**Try it**
Write out exactly, and only, the lines below from the line with "Target: shoulder-length hair" through the line with "Target: reflection on wet road"; pictures do not belong in the copy.

———

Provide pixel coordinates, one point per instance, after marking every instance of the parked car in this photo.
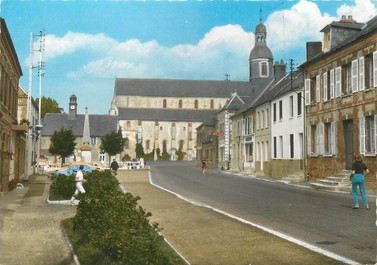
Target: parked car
(72, 169)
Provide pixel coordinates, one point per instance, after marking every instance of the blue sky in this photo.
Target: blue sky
(89, 43)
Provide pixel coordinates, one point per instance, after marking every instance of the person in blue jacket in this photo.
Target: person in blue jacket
(358, 169)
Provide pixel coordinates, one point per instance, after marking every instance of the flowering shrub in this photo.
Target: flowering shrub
(12, 184)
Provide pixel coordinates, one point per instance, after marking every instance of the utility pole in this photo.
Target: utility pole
(40, 74)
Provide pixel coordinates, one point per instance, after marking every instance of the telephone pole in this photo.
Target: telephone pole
(41, 65)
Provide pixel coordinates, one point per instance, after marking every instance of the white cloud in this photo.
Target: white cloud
(223, 50)
(361, 11)
(294, 27)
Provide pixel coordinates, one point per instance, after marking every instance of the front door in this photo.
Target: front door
(348, 143)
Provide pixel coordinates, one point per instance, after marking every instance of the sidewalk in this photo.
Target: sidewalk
(205, 237)
(30, 228)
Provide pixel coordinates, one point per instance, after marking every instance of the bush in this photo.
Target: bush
(116, 227)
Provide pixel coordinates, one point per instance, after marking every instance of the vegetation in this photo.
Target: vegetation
(110, 227)
(139, 150)
(62, 143)
(48, 105)
(113, 143)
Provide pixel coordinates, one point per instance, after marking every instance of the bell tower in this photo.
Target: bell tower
(72, 107)
(260, 59)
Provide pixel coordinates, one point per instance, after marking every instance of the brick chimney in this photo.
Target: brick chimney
(313, 48)
(279, 70)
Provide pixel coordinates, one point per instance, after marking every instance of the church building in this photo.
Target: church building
(88, 130)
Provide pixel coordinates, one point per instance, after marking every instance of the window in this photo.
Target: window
(101, 156)
(126, 143)
(311, 131)
(347, 79)
(263, 69)
(332, 83)
(281, 150)
(368, 78)
(338, 81)
(368, 135)
(291, 106)
(318, 88)
(325, 87)
(292, 146)
(299, 104)
(267, 120)
(329, 138)
(307, 92)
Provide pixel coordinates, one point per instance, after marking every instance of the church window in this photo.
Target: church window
(101, 156)
(263, 69)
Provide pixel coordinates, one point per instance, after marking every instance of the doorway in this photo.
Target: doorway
(348, 143)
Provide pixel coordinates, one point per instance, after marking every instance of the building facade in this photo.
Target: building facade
(12, 133)
(88, 130)
(341, 98)
(163, 114)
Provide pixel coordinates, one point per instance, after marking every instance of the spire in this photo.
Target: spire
(86, 132)
(260, 15)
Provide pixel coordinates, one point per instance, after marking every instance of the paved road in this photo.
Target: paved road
(322, 219)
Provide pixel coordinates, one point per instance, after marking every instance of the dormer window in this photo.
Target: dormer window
(263, 69)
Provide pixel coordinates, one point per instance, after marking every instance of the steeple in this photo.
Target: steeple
(86, 132)
(72, 108)
(260, 59)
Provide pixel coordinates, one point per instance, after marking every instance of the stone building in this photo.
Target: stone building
(223, 130)
(263, 75)
(88, 130)
(12, 133)
(163, 114)
(341, 98)
(207, 143)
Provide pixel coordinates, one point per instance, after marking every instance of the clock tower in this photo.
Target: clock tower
(72, 107)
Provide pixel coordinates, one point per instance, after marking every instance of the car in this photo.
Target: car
(72, 169)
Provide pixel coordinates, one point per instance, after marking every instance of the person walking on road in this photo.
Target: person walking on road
(114, 166)
(204, 167)
(79, 179)
(358, 169)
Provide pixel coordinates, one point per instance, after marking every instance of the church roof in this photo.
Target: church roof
(260, 51)
(100, 125)
(180, 88)
(171, 115)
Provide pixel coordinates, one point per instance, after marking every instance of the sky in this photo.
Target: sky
(89, 43)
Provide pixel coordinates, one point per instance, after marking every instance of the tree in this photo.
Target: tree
(62, 143)
(113, 143)
(48, 105)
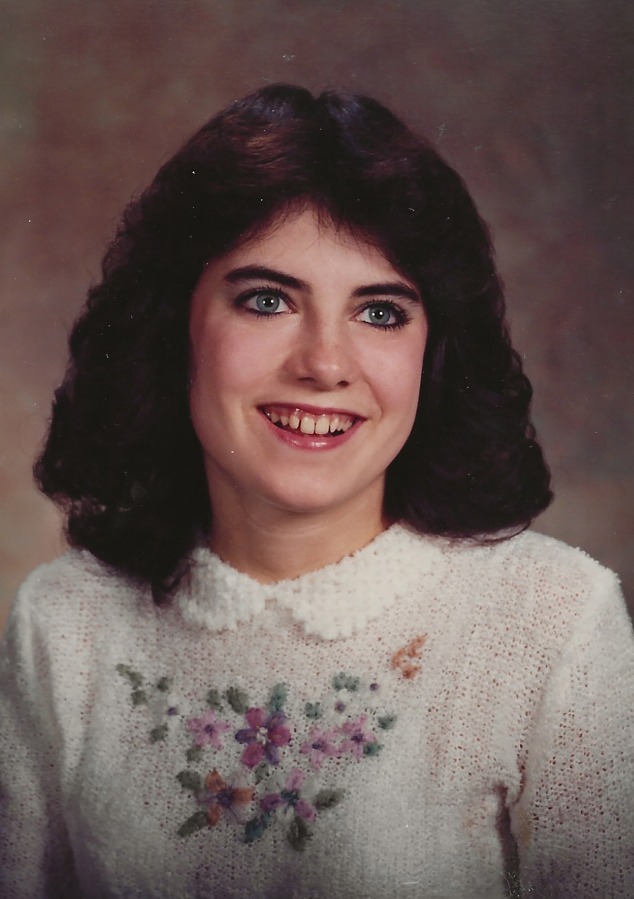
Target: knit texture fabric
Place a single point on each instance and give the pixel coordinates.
(426, 718)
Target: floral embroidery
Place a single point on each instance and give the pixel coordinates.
(320, 746)
(360, 742)
(403, 658)
(263, 737)
(219, 797)
(289, 798)
(208, 729)
(258, 794)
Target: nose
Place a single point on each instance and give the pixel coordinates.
(323, 354)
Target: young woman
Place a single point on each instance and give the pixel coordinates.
(304, 645)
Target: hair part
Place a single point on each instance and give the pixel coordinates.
(122, 458)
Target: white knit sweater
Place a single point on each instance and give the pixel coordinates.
(425, 718)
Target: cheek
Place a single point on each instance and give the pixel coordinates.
(396, 375)
(227, 363)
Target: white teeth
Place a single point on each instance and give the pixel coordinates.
(307, 425)
(310, 424)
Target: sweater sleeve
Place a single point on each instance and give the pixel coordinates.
(574, 821)
(35, 856)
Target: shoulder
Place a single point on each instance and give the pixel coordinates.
(58, 596)
(530, 561)
(529, 582)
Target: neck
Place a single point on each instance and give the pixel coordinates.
(273, 544)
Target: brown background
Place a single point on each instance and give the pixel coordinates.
(531, 101)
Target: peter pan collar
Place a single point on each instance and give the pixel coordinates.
(334, 602)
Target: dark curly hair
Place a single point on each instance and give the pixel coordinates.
(121, 456)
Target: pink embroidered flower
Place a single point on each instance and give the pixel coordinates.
(288, 799)
(263, 737)
(208, 729)
(220, 797)
(320, 746)
(357, 737)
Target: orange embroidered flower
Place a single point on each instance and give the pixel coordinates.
(220, 797)
(404, 658)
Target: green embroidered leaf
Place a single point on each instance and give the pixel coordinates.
(279, 694)
(343, 681)
(158, 733)
(214, 701)
(190, 780)
(198, 821)
(370, 749)
(328, 798)
(298, 834)
(139, 697)
(237, 699)
(261, 772)
(133, 677)
(313, 710)
(386, 722)
(194, 753)
(254, 828)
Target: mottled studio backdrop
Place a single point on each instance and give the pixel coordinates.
(530, 99)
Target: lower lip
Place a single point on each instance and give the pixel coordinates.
(311, 441)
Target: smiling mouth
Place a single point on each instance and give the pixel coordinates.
(329, 424)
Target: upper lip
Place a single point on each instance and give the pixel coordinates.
(312, 410)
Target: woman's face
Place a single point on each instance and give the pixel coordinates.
(307, 349)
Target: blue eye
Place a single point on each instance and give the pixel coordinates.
(265, 302)
(383, 315)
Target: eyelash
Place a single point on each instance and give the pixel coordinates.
(401, 315)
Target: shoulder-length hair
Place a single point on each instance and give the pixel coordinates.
(121, 456)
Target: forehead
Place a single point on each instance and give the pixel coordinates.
(310, 241)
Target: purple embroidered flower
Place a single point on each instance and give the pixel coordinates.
(220, 798)
(263, 737)
(208, 729)
(357, 737)
(320, 746)
(288, 799)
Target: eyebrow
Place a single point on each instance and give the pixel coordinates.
(255, 272)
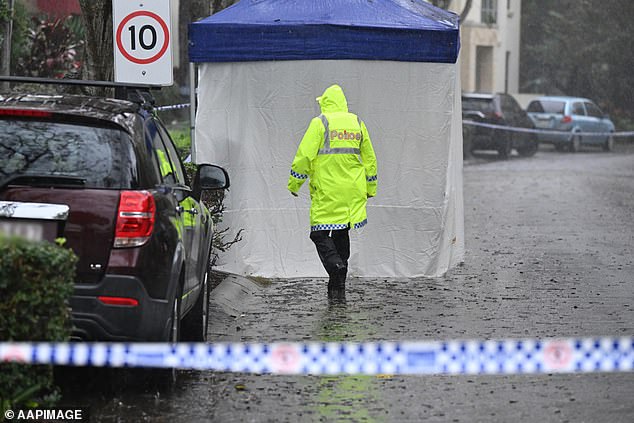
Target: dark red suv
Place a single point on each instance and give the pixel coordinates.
(136, 222)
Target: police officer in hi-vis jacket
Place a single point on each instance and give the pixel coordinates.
(336, 154)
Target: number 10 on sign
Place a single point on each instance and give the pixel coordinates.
(142, 42)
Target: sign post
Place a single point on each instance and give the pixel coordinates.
(142, 42)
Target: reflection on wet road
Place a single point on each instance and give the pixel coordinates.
(549, 253)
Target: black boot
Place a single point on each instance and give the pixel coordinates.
(337, 284)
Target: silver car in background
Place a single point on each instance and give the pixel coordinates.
(575, 117)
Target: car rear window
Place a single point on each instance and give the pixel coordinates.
(102, 156)
(546, 106)
(484, 105)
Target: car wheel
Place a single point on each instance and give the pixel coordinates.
(194, 328)
(608, 145)
(575, 144)
(164, 379)
(529, 148)
(504, 148)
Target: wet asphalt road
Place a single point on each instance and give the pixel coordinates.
(549, 244)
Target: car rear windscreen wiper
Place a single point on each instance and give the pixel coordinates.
(43, 180)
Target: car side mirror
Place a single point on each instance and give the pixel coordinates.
(209, 177)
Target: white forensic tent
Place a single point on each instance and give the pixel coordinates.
(261, 65)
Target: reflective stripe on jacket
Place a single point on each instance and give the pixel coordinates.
(336, 154)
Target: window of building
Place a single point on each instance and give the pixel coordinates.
(489, 12)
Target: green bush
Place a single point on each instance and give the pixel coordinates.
(36, 280)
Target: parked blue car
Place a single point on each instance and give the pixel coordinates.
(571, 116)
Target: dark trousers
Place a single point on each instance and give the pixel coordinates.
(333, 248)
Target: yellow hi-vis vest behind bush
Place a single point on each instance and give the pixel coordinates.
(336, 155)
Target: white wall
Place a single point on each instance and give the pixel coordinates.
(503, 37)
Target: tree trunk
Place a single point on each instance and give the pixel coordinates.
(97, 16)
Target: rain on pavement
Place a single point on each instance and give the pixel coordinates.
(548, 254)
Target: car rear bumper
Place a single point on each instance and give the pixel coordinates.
(551, 137)
(95, 321)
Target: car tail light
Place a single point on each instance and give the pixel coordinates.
(25, 113)
(135, 219)
(123, 301)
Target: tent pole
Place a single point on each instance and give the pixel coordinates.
(192, 108)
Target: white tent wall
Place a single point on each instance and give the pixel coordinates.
(250, 119)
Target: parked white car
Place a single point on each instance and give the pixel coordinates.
(576, 118)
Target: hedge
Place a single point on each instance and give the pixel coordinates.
(36, 281)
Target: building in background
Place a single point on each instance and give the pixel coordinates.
(490, 45)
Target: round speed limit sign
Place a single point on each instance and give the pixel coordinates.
(142, 42)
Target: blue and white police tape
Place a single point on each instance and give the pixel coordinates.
(545, 131)
(510, 356)
(172, 107)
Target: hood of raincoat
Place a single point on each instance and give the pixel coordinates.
(333, 100)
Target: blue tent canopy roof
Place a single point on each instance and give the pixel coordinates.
(251, 30)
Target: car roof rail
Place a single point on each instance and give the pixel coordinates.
(124, 91)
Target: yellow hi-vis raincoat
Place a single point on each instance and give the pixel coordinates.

———

**Solution to this problem**
Target: shoulder-length hair
Place a single point on each instance and give the pixel coordinates.
(121, 456)
Target: forehead
Place a single point on each instance and give the pixel coordinates.
(310, 241)
Target: purple embroidered flower
Place a single point on each instance and give the pixel coordinates.
(220, 798)
(263, 737)
(208, 729)
(357, 737)
(320, 746)
(288, 799)
Target: eyebrow
Place a single point on each instance and give the pixel coordinates.
(255, 272)
Target: dark red suv
Place a single point on each instance and give the pixel coordinates.
(136, 222)
Target: police officer in hi-vis jacket
Place a single point on each instance and give the pixel coordinates.
(336, 154)
Target: number 10 on sign
Place a single point on each instance and give the pixel coordinates.
(142, 42)
Target: sign post
Place a single point on each instance and give the pixel coordinates.
(142, 42)
Target: reflection on wet road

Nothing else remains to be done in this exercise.